(Saved data entries)
----
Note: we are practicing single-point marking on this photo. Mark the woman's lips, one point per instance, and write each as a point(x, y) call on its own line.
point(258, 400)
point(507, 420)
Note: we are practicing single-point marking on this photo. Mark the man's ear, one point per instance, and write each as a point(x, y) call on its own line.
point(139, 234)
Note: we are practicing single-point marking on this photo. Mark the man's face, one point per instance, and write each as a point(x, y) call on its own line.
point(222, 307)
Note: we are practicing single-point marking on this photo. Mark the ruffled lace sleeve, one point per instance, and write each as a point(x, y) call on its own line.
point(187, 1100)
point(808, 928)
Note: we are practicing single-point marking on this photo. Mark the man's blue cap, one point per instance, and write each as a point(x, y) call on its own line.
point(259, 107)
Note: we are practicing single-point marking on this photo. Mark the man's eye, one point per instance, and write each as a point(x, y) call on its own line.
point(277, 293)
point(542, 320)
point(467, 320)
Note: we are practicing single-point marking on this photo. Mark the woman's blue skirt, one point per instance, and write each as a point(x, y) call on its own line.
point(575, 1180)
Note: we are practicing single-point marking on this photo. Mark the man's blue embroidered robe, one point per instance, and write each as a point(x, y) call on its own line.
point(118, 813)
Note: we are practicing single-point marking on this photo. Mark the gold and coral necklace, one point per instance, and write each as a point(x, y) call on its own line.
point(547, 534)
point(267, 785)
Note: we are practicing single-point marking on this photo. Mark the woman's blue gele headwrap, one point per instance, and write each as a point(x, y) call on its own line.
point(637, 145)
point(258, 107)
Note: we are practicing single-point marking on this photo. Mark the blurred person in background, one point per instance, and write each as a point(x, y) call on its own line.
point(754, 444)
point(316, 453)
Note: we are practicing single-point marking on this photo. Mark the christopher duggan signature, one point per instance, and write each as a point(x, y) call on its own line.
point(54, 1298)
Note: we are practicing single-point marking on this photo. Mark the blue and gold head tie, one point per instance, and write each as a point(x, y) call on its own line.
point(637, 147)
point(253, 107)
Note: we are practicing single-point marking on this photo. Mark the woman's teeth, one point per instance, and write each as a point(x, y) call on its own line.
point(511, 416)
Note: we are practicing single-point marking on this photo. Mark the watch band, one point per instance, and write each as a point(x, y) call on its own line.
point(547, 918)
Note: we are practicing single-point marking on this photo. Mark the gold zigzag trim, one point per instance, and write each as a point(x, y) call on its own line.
----
▶ Work to complete: Each line of the data must be copied exactly as it appears.

▶ Answer for this exercise:
Note: we are practicing single-point marking on this photo. Mark the woman's lips, one point per instance, and write each as a point(x, y) call on its own line.
point(258, 400)
point(507, 420)
Note: we are practicing single-point marking on this photo. Mark the man's ear, one point per instance, and write each as a point(x, y) call on its own line.
point(139, 234)
Note: we are practicing single-point marking on this photo. Mark the man's face, one point per instance, and write each as a point(x, y) call on its own line.
point(222, 307)
Note: we are practicing single-point marking on this photo. Mark the ruffled lace sleeve, one point per instance, and write each as a point(x, y) call on its own line.
point(187, 1100)
point(808, 928)
Note: we are practicing single-point marking on this photo. Mark the man's blue cap, one point per instance, and write each as a point(x, y) call on its own line.
point(259, 107)
Note: we are practicing single-point marking on this photo. Mark the man's eye, one point per instance, and write each as a point(x, y) call on its own line.
point(277, 293)
point(542, 320)
point(467, 320)
Note: we are practicing single-point marking on this photo. Mark the woman's blue skirt, one point per instance, and write each as a point(x, y) call on its own line.
point(575, 1180)
Note: we are practicing single-point marking on this photo. Mark the man's blue embroidered robe, one point per instance, and write each as a point(x, y) call on its own line.
point(118, 813)
Note: we are practicing single-point marking on this photo. Mark the gold and coral necklace, one point per instance, and write each as a point(x, y) call on its own line.
point(547, 534)
point(267, 785)
Note: we are practicing single-point marking on this photo. Mark the woman's blue gele headwrap, one point per instance, and write each as a point(x, y) call on its own line.
point(637, 145)
point(258, 107)
Note: we are practicing single-point marking on this photo. Mark the blurred person in background, one point per instance, and write each as a point(x, y) call on its own line.
point(754, 444)
point(316, 453)
Note: we are practicing single-point marking on this photo. Mark the christopher duggan signature, one point per instance, and write each as a point(x, y) call on its own line.
point(54, 1298)
Note: we are practicing single-point marking on this photo. Mark the blue and gold head tie, one point per instance, and write each as a point(x, y) call on its own line.
point(637, 147)
point(253, 107)
Note: we are practicing single-point marking on this photo. Mark the woman's teeth, one point per instance, and write each as a point(x, y) call on its own line.
point(511, 416)
Note: we are practicing single-point marking on this photo. Mark the watch band, one point per instance, and write each as a point(x, y) call on its own line.
point(547, 918)
Note: we are practicing single-point marking on this photo. Mark the gold zigzag trim, one point per instance, and write each as a point(x, y) call on its own line.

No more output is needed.